### What is expected
Can you rewrite the rows below, changing every "drop a marker" to "place a point" and leaving everything else the same? Please omit the pictures from your version.

# # # # # # #

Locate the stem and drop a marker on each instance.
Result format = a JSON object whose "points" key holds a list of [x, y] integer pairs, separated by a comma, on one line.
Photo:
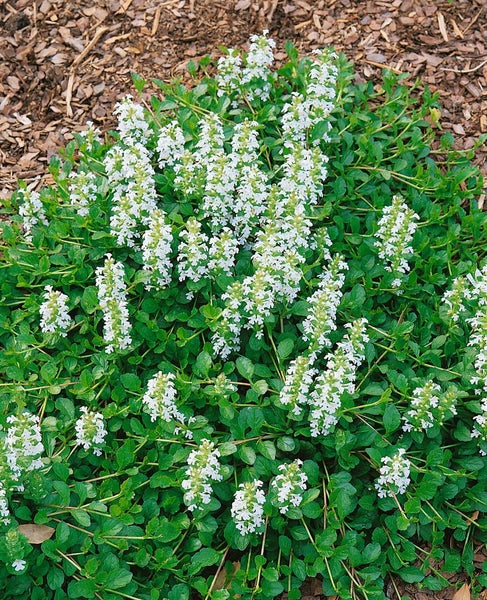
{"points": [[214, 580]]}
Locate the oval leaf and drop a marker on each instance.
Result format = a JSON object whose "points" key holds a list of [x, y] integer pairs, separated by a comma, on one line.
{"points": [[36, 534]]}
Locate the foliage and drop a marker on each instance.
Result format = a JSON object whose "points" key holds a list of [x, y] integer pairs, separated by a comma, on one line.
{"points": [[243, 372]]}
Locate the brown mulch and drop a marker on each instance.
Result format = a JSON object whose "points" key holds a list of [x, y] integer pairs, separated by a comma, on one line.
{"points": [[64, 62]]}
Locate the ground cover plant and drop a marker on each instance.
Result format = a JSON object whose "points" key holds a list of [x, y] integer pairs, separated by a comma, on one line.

# # # # # # #

### Task result
Locate the stem and place a point on each instance.
Result format = a JSON object whose "points" key holds a list of [x, y] integer pairs, separated by a comma, on one line.
Photo:
{"points": [[214, 580]]}
Locate the oval leaf and place a point on each instance.
Result format = a JSON object whose "points" key holds a list of [x, y] integer pairs, separated by a comma, on one line.
{"points": [[36, 534]]}
Locate the foliage and place a point on each instance.
Result format = a JSON object whose "points" key holds a list of [x, y] integer pairs, separated by a comma, on one line.
{"points": [[243, 372]]}
Locate the brown mulch and place a point on each instance.
Result format = a JSON object whose "points" key holds a list of [x, y] integer pairs, separated by a comma, on one line.
{"points": [[64, 62]]}
Locate the ground cover plant and place a point on each instance.
Result format = a JSON object whose "points" key holds a list of [x, y] integer pairs, separated by a comma, on one line.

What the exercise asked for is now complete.